▶ [Coordinate labeling data]
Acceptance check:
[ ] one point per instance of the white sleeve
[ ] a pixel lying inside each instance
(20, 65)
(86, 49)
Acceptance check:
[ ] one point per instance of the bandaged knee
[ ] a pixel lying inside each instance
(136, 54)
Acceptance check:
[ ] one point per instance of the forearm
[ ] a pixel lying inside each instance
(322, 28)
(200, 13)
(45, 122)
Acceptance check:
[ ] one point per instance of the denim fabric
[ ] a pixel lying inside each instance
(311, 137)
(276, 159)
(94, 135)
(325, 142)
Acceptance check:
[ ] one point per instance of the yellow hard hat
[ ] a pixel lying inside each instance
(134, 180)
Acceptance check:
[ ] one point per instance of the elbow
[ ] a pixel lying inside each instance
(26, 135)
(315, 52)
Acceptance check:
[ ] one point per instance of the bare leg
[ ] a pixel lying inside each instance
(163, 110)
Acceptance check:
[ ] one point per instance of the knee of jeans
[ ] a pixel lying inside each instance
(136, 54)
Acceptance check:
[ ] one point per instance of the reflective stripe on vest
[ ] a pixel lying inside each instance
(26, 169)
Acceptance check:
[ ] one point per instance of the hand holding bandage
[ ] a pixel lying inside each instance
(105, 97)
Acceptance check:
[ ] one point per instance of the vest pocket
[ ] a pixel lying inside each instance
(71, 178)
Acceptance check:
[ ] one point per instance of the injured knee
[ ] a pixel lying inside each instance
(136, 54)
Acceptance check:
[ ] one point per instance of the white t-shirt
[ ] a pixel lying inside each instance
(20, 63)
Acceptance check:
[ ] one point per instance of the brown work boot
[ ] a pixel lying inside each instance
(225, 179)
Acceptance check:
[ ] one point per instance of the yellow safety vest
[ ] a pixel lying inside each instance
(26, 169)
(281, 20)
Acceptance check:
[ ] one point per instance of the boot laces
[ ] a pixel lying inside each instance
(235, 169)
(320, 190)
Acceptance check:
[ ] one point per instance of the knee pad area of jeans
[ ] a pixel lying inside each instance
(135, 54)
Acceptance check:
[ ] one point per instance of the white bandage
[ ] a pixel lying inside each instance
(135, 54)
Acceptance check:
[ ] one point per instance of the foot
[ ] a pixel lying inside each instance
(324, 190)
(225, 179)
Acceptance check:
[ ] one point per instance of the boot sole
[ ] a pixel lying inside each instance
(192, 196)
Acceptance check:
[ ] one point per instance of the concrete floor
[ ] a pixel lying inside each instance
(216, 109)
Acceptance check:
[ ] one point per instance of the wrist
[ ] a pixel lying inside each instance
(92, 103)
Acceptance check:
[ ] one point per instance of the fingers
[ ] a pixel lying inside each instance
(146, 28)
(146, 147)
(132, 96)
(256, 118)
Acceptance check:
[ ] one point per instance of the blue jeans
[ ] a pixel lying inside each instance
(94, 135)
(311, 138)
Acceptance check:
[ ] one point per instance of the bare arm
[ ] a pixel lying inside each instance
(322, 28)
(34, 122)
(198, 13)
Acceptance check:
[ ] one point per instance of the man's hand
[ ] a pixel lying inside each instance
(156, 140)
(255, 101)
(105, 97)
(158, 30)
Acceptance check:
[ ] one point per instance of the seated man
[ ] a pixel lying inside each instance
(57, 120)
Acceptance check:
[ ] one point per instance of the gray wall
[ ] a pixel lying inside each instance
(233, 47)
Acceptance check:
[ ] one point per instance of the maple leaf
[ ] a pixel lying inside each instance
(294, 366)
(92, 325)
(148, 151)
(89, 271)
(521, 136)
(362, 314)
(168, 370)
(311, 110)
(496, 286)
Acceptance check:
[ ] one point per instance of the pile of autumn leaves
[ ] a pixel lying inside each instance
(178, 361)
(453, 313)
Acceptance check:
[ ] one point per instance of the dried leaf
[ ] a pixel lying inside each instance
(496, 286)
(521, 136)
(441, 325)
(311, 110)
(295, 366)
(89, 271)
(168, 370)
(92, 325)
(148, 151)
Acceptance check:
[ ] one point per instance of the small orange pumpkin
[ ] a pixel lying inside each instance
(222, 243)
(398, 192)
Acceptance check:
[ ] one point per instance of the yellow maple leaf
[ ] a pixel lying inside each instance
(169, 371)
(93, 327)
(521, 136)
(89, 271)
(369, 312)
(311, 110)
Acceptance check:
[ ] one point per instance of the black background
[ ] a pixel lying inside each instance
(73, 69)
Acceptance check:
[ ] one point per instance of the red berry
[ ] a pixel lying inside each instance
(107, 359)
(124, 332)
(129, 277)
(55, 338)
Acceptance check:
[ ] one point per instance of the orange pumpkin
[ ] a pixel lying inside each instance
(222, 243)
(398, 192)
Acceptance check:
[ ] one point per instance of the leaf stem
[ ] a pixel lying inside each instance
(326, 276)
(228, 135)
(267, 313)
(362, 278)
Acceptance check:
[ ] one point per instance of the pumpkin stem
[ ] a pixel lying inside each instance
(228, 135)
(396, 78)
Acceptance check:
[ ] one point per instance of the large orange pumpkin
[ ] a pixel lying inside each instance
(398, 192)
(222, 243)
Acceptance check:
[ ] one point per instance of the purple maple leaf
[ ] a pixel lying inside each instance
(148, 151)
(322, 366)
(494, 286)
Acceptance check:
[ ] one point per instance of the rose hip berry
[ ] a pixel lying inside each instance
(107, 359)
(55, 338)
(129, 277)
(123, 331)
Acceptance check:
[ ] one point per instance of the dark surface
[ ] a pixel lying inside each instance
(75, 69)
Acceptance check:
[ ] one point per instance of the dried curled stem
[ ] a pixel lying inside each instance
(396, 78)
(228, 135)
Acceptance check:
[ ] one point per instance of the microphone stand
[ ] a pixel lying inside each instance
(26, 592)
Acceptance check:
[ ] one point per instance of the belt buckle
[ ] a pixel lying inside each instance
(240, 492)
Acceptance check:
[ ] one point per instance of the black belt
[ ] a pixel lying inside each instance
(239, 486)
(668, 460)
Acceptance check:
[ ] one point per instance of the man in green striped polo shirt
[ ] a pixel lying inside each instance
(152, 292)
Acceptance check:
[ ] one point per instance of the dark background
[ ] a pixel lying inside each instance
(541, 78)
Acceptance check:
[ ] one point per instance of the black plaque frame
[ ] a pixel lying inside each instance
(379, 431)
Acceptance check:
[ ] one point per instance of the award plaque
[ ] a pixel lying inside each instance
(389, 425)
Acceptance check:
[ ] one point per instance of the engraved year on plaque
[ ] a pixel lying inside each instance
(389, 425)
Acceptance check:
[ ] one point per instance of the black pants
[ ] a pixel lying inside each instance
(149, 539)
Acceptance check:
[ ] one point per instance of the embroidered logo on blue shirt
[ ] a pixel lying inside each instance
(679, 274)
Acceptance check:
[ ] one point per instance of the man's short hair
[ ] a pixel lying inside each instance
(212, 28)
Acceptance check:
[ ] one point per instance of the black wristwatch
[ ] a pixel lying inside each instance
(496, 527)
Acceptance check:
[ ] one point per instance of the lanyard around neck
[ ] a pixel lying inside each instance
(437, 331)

▶ [WHAT TO PRODUCE] Filter the coordinate labeling data above, copying each line that contains the string "leaf". Match case-sensitively.

▶ [TASK RESULT]
[ ] one point per instance of the maple leaf
[ ] one point per instance of the dried leaf
[ ] one point per instance of the yellow maple leaf
[ ] one point per instance of the leaf stem
[ ] one point per instance of the purple maple leaf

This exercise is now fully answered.